In this post we’ll explain what Microsoft patches are and discuss the importance of security patch management for businesses.
On the first Tuesday of each month, Microsoft releases a bundle of security patches that address newly discovered common vulnerabilities and exposures (CVEs) in Windows, Office, browsers and other Microsoft products. Microsoft catalogs all known CVEs.
According to Microsoft, servicing for store apps does not follow the monthly “Update Tuesday” cadence, but are offered whenever necessary.
What is a Microsoft security patch?
A security patch is new code from Microsoft that is inserted into the existing code of an operating system, software program, database or browser. Respective examples of these products are Microsoft Windows, Microsoft Office, Microsoft SQL Server and Edge Browser editions.
Analogous to patching a hole in a sheetrock wall with spackle rather than replacing an entire section of sheetrock, a software patch is a stop-gap measure until a new full release of the software becomes available.

Information shown:
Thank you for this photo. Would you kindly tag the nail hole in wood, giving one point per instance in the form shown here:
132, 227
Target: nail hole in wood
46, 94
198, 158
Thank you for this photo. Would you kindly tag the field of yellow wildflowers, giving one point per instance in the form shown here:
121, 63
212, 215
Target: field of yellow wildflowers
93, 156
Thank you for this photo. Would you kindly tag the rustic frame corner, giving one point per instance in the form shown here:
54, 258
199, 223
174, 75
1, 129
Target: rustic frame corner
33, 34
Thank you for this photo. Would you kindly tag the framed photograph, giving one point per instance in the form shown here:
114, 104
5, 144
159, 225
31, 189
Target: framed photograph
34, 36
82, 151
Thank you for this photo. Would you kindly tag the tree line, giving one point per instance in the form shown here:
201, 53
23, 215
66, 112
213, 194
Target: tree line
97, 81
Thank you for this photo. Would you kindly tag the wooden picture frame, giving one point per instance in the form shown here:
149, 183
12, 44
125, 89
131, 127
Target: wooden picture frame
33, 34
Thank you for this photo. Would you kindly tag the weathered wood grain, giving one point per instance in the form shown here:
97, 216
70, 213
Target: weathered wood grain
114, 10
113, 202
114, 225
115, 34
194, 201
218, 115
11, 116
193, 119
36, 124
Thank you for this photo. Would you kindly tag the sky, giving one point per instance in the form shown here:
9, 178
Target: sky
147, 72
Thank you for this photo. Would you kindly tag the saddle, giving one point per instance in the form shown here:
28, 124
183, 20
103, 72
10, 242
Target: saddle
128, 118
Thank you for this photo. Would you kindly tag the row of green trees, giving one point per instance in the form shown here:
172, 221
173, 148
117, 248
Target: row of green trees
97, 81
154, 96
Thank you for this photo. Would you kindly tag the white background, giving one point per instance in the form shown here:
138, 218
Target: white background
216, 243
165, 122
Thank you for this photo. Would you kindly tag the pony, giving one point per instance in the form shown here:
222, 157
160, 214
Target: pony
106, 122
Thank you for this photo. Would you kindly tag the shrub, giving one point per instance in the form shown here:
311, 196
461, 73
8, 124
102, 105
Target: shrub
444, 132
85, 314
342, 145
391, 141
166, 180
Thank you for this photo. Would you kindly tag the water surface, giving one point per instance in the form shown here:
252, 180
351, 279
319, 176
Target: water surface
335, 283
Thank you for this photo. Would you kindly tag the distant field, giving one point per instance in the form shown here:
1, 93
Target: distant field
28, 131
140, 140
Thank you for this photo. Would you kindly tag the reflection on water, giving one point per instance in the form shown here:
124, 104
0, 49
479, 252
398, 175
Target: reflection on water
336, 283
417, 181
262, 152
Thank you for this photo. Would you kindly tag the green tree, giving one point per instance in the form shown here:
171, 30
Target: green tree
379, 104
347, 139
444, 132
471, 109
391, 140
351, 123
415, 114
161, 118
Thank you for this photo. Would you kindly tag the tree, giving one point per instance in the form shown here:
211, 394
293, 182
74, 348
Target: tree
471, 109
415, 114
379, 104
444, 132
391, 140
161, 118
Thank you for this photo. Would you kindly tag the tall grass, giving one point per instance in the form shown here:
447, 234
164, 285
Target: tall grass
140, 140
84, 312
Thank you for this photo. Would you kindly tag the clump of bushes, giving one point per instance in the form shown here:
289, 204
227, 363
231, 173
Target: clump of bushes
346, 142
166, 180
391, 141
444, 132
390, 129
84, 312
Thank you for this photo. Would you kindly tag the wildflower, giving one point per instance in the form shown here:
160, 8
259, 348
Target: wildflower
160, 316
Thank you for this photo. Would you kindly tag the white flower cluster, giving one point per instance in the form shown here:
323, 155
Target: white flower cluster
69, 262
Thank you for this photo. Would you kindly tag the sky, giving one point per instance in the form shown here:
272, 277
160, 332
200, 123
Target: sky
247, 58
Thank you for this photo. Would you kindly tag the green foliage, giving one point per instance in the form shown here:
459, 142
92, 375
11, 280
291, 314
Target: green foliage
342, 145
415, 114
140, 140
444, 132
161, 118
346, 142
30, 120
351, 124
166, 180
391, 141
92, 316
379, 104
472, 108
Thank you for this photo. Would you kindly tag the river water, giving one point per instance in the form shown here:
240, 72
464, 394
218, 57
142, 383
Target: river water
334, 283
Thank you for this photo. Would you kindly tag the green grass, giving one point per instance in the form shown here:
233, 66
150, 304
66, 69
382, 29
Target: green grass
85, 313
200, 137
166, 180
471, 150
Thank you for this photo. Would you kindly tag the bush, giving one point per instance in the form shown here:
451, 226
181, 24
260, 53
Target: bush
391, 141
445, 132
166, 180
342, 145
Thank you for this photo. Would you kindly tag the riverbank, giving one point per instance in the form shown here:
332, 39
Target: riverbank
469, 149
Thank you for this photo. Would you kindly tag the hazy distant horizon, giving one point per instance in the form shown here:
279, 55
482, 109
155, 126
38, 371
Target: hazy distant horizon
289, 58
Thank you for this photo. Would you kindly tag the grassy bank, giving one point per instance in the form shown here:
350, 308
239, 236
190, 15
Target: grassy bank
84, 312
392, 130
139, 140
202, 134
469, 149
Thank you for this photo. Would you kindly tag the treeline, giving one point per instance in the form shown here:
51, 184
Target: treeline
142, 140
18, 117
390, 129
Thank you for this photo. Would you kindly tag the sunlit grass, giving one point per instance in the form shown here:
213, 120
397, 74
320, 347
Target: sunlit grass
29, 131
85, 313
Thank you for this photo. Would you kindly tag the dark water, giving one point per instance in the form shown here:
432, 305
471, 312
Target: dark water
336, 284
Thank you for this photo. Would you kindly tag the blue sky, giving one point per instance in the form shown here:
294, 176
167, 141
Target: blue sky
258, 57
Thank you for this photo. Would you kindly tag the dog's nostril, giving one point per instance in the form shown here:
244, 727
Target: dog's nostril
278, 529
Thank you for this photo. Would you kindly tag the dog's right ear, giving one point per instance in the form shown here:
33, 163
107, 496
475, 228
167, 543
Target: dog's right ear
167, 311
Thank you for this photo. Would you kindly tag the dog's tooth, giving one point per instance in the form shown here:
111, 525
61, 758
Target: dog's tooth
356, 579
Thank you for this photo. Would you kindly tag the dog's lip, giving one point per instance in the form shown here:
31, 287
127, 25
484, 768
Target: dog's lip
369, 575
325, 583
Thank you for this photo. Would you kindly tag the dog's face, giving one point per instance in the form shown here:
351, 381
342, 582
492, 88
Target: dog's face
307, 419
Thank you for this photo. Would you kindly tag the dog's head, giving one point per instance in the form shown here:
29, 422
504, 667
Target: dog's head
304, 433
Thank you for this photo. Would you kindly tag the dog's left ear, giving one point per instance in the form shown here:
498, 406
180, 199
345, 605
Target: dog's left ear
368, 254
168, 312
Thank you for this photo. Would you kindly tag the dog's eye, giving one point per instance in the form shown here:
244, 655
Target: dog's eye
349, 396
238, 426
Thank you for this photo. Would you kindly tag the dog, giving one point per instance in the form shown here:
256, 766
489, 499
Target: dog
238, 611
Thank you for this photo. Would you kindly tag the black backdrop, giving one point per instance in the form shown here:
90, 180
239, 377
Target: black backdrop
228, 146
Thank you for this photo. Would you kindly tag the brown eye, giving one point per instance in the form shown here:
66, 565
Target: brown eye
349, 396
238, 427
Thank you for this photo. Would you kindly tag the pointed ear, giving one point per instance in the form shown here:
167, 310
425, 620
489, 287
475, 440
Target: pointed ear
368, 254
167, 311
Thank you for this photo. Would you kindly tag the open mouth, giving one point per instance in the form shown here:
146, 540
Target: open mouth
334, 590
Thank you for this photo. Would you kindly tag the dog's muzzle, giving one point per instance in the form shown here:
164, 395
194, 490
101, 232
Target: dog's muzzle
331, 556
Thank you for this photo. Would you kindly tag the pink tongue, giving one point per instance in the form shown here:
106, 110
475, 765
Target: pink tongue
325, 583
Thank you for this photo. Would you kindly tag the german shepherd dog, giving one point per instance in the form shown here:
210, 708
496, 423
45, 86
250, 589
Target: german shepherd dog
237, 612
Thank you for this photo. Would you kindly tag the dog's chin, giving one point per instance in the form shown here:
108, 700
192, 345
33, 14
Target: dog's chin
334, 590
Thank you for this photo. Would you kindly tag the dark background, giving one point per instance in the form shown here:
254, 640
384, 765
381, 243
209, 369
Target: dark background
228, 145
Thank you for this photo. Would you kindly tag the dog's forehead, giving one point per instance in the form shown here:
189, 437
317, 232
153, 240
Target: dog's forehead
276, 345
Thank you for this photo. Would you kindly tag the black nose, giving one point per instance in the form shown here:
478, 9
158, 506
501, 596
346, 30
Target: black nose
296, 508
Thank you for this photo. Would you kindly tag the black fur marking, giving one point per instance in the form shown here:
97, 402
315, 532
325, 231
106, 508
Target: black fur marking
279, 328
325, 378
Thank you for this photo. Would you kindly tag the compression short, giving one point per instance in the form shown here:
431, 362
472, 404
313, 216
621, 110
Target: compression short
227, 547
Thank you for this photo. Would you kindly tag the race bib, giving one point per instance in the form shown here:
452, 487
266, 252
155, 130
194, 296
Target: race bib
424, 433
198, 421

Tasks to complete:
1. Reproduce word for word the passage of the Microsoft patch article starting at "What is a Microsoft" and ending at "Edge Browser editions.".
2. List every line of the listing that contains the string "nostril".

Expected outputs:
1.
What is a Microsoft security patch?
A security patch is new code from Microsoft that is inserted into the existing code of an operating system, software program, database or browser. Respective examples of these products are Microsoft Windows, Microsoft Office, Microsoft SQL Server and Edge Browser editions.

2.
Thank you for this photo. Would you kindly tag the dog's nostril, giving one point per instance in the form shown here:
Target: dog's nostril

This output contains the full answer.